▸ Task data
########################################

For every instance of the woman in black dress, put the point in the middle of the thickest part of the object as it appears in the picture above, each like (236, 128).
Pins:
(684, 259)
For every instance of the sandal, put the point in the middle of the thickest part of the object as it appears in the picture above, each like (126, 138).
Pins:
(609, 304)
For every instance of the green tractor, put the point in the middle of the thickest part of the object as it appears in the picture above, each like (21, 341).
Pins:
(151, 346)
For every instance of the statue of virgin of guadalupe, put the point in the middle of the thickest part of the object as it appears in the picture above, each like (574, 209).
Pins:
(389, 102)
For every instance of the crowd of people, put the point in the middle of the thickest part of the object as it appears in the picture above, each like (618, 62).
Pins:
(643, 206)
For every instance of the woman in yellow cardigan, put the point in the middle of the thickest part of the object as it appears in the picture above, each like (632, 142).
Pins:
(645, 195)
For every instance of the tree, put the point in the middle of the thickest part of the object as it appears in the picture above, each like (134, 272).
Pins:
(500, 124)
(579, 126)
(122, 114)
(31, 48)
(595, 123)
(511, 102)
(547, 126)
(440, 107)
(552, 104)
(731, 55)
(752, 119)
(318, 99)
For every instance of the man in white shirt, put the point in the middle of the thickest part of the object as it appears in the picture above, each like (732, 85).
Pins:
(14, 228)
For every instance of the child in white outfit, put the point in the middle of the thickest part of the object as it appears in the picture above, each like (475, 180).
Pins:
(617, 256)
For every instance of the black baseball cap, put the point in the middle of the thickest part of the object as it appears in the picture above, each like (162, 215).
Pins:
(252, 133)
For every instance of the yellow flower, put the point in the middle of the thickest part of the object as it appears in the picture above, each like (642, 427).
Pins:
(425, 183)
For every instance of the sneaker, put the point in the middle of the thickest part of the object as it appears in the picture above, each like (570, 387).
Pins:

########################################

▸ Task objective
Write out the data above once more, exactly as it reads.

▸ Response area
For every instance of the woman in black dress, put the point in the middle of the thickest part of the object as it appears in the picture above, each like (236, 128).
Pins:
(684, 259)
For every instance of the sandal, put the point in the middle of the thickest part of the object as it appears in the picture above, each like (126, 138).
Pins:
(609, 304)
For every instance of the green tractor, put the point in the middle of the thickest part of the object as it appears in the picture above, each like (21, 341).
Pins:
(151, 346)
For every instance of the statue of virgin of guadalupe, put the point in the middle of the thickest part of the object as it appears in the picture above, each like (574, 209).
Pins:
(389, 102)
For every instance of the crowd of people, put the point in the middle of the thickest part of the object as it appears in the picture above, each like (618, 62).
Pins:
(643, 206)
For every instance of the woman in yellow cardigan, put the point in the middle of the thickest part of the object as it appears in the picture above, each like (632, 142).
Pins:
(645, 195)
For every instance of the tree, put the point in the middle of the thickest part of the object as it appears in the picture above, each like (134, 272).
Pins:
(500, 124)
(579, 126)
(122, 114)
(31, 48)
(595, 123)
(511, 102)
(547, 126)
(440, 107)
(552, 104)
(731, 55)
(752, 119)
(318, 99)
For every instance of the man in white shirt, put the point in the middle of the thickest part of the object as it appears in the picture above, each like (732, 85).
Pins:
(14, 228)
For every instance of the child in white outfit, put the point in the middle of the thickest part of the object as it appears in the picture above, each like (475, 180).
Pins:
(617, 256)
For every instance of the black baseball cap, put the point in the middle of the thickest part of the object as it appears in the picture above, each like (162, 215).
Pins:
(252, 133)
For every instance of the yellow flower, put the point in the middle of the thickest part of the object as it appears in the picture above, each like (642, 427).
Pins:
(425, 183)
For every instance of the sneaker, put the point in the middle of the thickest part of the object as it appears in the picture above, each like (570, 387).
Pins:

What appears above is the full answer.